▶ **Excerpted passage**:
====================
That's not an entirely accurate representation of those lamps. The MN02 also came in a dark blue base, the MN03 in tan base, the MN10 in an orange base (MN11 pink). I believe the MN16 may have had a purple version, though I can't remember for certain right now off the top of my head. The P61 has a few variations out there, some with frosted bulbs and some without, some are marked Laser Products, and some Surefire. Most of the unfrosted ones are marked Laser Products, and most of the frosted ones are marked Surefire.



DayofReckoning said:


> The MN01 can be driven off 2AA if one is fortunate enough to have a Surefire E2L AA Outdoorsman. I have to think this would be a very [FONT=Verdana,Arial,Tahoma,Calibri,Geneva,sans-serif]pleasant, fun little [/FONT]setup to use.



Great setup, been using that for years.


----------



## DayofReckoning (Jun 18, 2020)

I think some certain models of those old colored bulbs are notorious for exploding in the head. Can't remember which one's, or if it was just one.

EDIT: To clarify, it was an M-Series bulb.


----------



## Bullzeyebill (Jun 18, 2020)

DayofReckoning said:


> The MN01 can be driven off 2AA if one is fortunate enough to have a Surefire E2L AA Outdoorsman. I have to think this would be a very pleasant, fun little setup to use.
> 
> Will the Malkoff 2AA bodies accept an incan E series head and incan lamp, and function properly?
====================
▶ **Data extract**:

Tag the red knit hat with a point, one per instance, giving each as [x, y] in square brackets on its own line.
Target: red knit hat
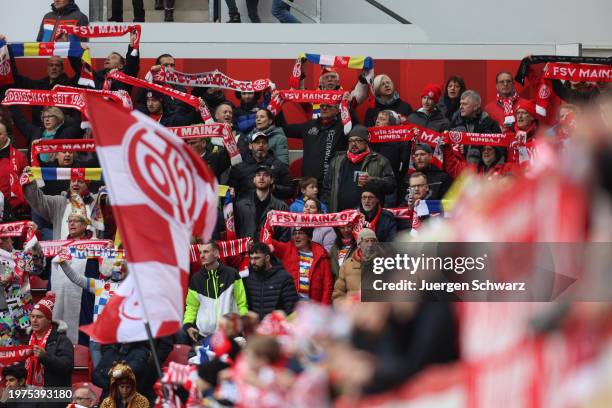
====================
▶ **To do**:
[1] In the Surefire lamp thread, which base colors does the opening paragraph name? Give each color with the lamp model it goes with.
[2] Write the next part of the Surefire lamp thread, starting after the quoted question about the Malkoff 2AA bodies.

▶ **Exercise responses**:
[1]
- Dark blue: MN02
- Tan: MN03
- Orange: MN10
- Pink: MN11
- Purple: MN16 (possibly)

[2]
I run the MN01 using my Malkoff 2AA biody. Works fine. Usinfg Eneloops, of course, and will run with primary AA's

Bill


----------



## chillinn (Jun 18, 2020)

novice said:


> It's unfortunate that there are so few (any?) options for appropriate rechargeable cell options for the MN02 and MN03.



They both work in single cell Li-ion secondary setup. Many have said this is bad for these lamps, causes darkening glass they say, shortens the life of the lamp they say. But I have never noticed any such thing. Maybe that might happen with a single primary, but a single Li-ion secondary voltage discharge curve is within the same voltage range as that of two Lithium primaries. The worst thing I have seen about running them this way on a single Li-ion secondary is the color temperature gets too warm... but you'll only notice that for short time until the natural white point recalibrator in our brains kicks in. MN03 are far more plentiful than MN01, so I would wager most used E1e you find will have a MN03 in it rather than the stock MN01.




ampdude said:


> That's not an entirely accurate representation of those lamps. The MN02 also came in a dark blue base...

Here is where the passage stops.